SUKABUMIUPDATE.com - Sumo merupakan olahraga tradisional Jepang sekaligus kesenian untuk menghibur Dewa bernama Shinto. Tidak hanya itu, Sumo juga biasa digunakan untuk beberapa upacara Agama.
Seiring perkembangan zaman, kini Sumo menjadi salah satu kategori olahraga yang diadakan secara kompetitif. Namun, nilai dasar dan filosofi utama dari Sumo itu sendiri masih sangat dipertahankan.
Nilai dan filosofi tersebut yaitu, bertarung untuk mensucikan diri dari segala dosa duniawi. Dengan tetap membawa nilai-nilai penuh penghormatan ini, Sumo saat ini menjadi semakin populer diseluruh dunia.

Cuplikan Dataset:
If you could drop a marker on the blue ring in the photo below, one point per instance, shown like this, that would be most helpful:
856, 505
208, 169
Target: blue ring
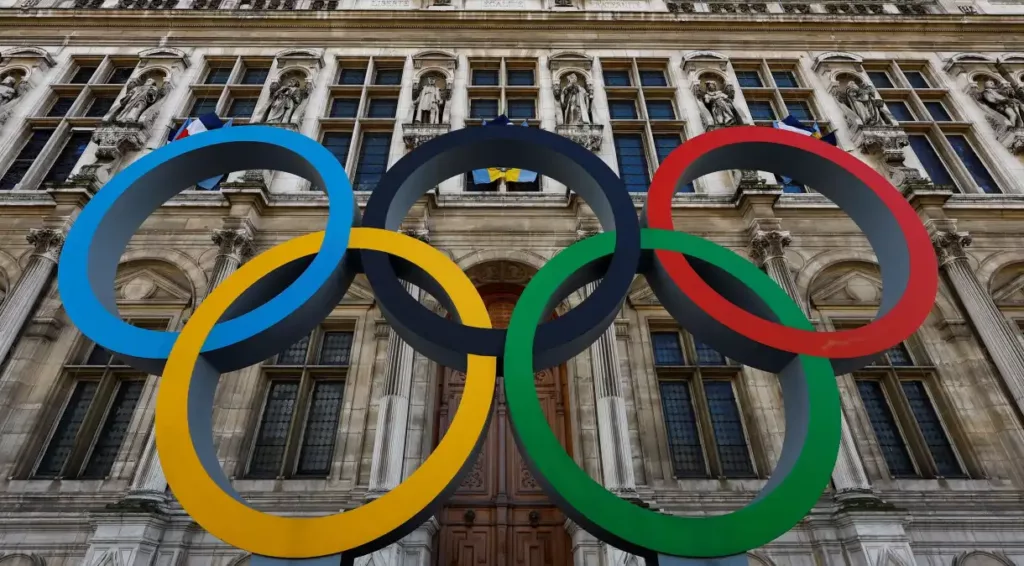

Tugas Latihan: Tolong salin bagian teks tentang sumo dari "Seiring perkembangan zaman, kini" sampai "populer diseluruh dunia." tanpa mengubah apa pun.

Hasil Latihan:
Seiring perkembangan zaman, kini Sumo menjadi salah satu kategori olahraga yang diadakan secara kompetitif. Namun, nilai dasar dan filosofi utama dari Sumo itu sendiri masih sangat dipertahankan.
Nilai dan filosofi tersebut yaitu, bertarung untuk mensucikan diri dari segala dosa duniawi. Dengan tetap membawa nilai-nilai penuh penghormatan ini, Sumo saat ini menjadi semakin populer diseluruh dunia.